第N2周：构建词典-CSDN博客

本文链接：https://blog.csdn.net/a536723241/article/details/142750127

🍨 本文为🔗365天深度学习训练营中的学习记录博客
🍖 原作者：K同学啊

本周任务：
使用N1周的.txt文件构建词典

导入数据

from torchtext.vocab import build_vocab_from_iterator
from collections import Counter
from torchtext.data.utils import get_tokenizer
import jieba,re,torch

data = [
    '我是k同学啊！',
    '我是一个深度学习博主，',
    '这是我的365深度学习训练营教案',
    '你可以通过百度、微信搜索关键词【K同学啊】找到我'
]

设置分词器

# 中文分词
tokenizer = jieba.lcut
# 自定义词典
jieba.load_userdict('任务文件.txt')

Building prefix dict from the default dictionary ...
Dumping model to file cache C:\Users\admin\AppData\Local\Temp\jieba.cache
Loading model cost 0.686 seconds.
Prefix dict has been built successfully.

清除标点与停用词

# 去除标点
def remove_punctuation(text):
    return re.sub(r'[^\w\w]','',text)

# 停用词表
stopwords = set([
    '这','是','的'
])

# 去除停用词
def remove_stopwords(words):
    return [word for word in words if word not in stopwords]

设置迭代器

# 定义迭代器
def yield_tokens(data_iter):
    for text in data_iter:
        text = remove_punctuation(text)
        text = tokenizer(text)
        text = remove_stopwords(text)
        yield text

构建词典

# 构建词典
vocab = build_vocab_from_iterator(yield_tokens(data),specials=['<unk>'])
vocab.set_default_index(vocab['<unk>'])

文本数字化

# 打印词汇表
print('词典大小:',len(vocab))
print('词典内部映射：',vocab.get_stoi())

text = '这是我的365天深度学习训练营教案'
words = remove_stopwords(jieba.lcut(text))
print('\n')
print('jieba分词后的文本：',jieba.lcut(text))
print('去除停用词后的文本:',remove_stopwords(jieba.lcut(text)))
print('数字化后的文本：',[vocab[word] for word in words])

------------------------------

## 问题详情
根据这篇关于构建词典的摘录，回答下列问题：
1. 本周任务要求使用哪一周的.txt文件构建词典？
2. 停用词表中列出了哪三个词？
3. 调用 build_vocab_from_iterator 时，specials 参数指定了什么特殊符号？
作答时只能以这段摘录为依据。

## 数据区

------------------------------

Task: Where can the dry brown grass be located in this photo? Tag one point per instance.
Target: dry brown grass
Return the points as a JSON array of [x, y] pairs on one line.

------------------------------

## 参考解答
1. N1周。
2. “这”、“是”、“的”。
3. '<unk>'。